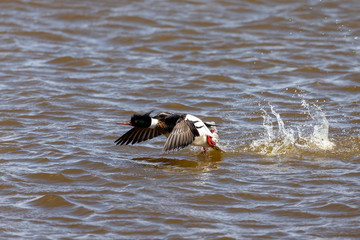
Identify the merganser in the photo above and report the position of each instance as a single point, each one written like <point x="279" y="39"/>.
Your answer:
<point x="180" y="130"/>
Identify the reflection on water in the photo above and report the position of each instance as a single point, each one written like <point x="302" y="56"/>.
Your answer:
<point x="279" y="78"/>
<point x="203" y="162"/>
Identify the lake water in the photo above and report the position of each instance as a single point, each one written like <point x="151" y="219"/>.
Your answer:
<point x="280" y="78"/>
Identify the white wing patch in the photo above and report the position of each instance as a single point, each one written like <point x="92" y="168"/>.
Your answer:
<point x="200" y="125"/>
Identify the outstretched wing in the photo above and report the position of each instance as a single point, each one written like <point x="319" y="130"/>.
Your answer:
<point x="136" y="135"/>
<point x="182" y="135"/>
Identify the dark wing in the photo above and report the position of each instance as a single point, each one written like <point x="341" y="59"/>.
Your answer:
<point x="182" y="135"/>
<point x="136" y="135"/>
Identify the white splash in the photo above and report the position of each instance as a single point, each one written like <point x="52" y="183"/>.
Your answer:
<point x="281" y="139"/>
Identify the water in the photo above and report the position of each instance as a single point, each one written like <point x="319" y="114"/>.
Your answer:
<point x="281" y="80"/>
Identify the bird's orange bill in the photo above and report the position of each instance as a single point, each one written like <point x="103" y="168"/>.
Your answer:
<point x="218" y="148"/>
<point x="125" y="123"/>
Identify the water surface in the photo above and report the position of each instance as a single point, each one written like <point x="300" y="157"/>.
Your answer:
<point x="281" y="79"/>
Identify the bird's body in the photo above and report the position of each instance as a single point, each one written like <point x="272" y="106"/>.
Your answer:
<point x="181" y="130"/>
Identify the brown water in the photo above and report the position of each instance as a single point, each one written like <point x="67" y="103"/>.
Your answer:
<point x="281" y="78"/>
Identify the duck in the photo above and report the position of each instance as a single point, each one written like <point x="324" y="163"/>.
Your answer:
<point x="181" y="131"/>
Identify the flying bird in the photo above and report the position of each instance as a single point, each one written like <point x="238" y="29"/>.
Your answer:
<point x="181" y="130"/>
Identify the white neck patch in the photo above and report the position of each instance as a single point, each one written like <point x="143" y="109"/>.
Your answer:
<point x="154" y="123"/>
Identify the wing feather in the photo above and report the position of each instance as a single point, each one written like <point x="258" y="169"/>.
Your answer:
<point x="182" y="135"/>
<point x="136" y="135"/>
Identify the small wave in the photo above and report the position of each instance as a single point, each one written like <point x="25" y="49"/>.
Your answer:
<point x="284" y="139"/>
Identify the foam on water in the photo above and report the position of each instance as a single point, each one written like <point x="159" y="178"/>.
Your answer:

EXERCISE DETAILS:
Rewrite all of the material above, putting "picture shown" wherever "photo above" appears and keeping every other word unchanged. Leave the pictures out of your answer.

SOLUTION TO THE PROBLEM:
Identify the merganser in the picture shown and report the position of each instance as a single point, each one written like <point x="279" y="39"/>.
Your answer:
<point x="180" y="130"/>
Identify the reflection on water in the picture shown and report the position of each instance as a single point, each one written like <point x="302" y="56"/>.
Your answer:
<point x="279" y="78"/>
<point x="203" y="162"/>
Identify the lake water in the picture shown and report the position of each instance as a single point, each one written like <point x="151" y="219"/>.
Your answer:
<point x="280" y="78"/>
Identify the white wing patch in the picture shown and report the position of each instance as a single point, each one written like <point x="92" y="168"/>.
Your answer:
<point x="200" y="125"/>
Identify the outstretched wing in the picture shown and report the position of each instance as a single point, each one written like <point x="319" y="130"/>.
Your answer:
<point x="136" y="135"/>
<point x="182" y="135"/>
Identify the dark wing in the picture shown and report the position of each instance as a single point, each one written like <point x="341" y="59"/>.
Your answer:
<point x="182" y="135"/>
<point x="136" y="135"/>
Identify the white splash in the picture shown and report the position of each instance as a single point, each one written like <point x="52" y="183"/>.
Your answer:
<point x="281" y="139"/>
Identify the water in the picture shown and report the position of each instance as a single point, each one written like <point x="319" y="114"/>.
Your answer:
<point x="281" y="80"/>
Identify the bird's orange bill in the picture shown and report the position of each instance as a single point, each one written like <point x="103" y="168"/>.
Your answer:
<point x="218" y="148"/>
<point x="125" y="123"/>
Identify the water surface in the picture shown and report the position of each instance as a single point, each one written like <point x="300" y="157"/>.
Your answer:
<point x="281" y="79"/>
Identify the bird's body in the picture shown and report the position of each instance as a single point, each one written like <point x="272" y="106"/>.
Your answer:
<point x="181" y="130"/>
Identify the brown water in the picture shown and report the position of each instance as a single point, each one written like <point x="67" y="103"/>.
Your answer:
<point x="281" y="78"/>
Identify the duck in the picture shown and report the position of each instance as a single point, each one written like <point x="324" y="163"/>.
Your answer:
<point x="181" y="131"/>
Identify the flying bird in the picture shown and report the position of each instance as a single point, each one written like <point x="238" y="29"/>.
Your answer:
<point x="181" y="130"/>
Identify the white neck patch in the picture shown and report the position of each instance as a single point, each one written like <point x="143" y="109"/>.
Your answer:
<point x="154" y="123"/>
Identify the wing feather in the picture shown and report the position of each instance as a single point, each one written like <point x="258" y="169"/>.
Your answer:
<point x="182" y="135"/>
<point x="136" y="135"/>
Identify the small wave in the picture shown and report the position of each instance as a single point, each one written like <point x="25" y="49"/>.
Your answer:
<point x="284" y="139"/>
Identify the foam on water in the picture shown and report the position of each instance as a single point, each one written like <point x="159" y="178"/>.
Your answer:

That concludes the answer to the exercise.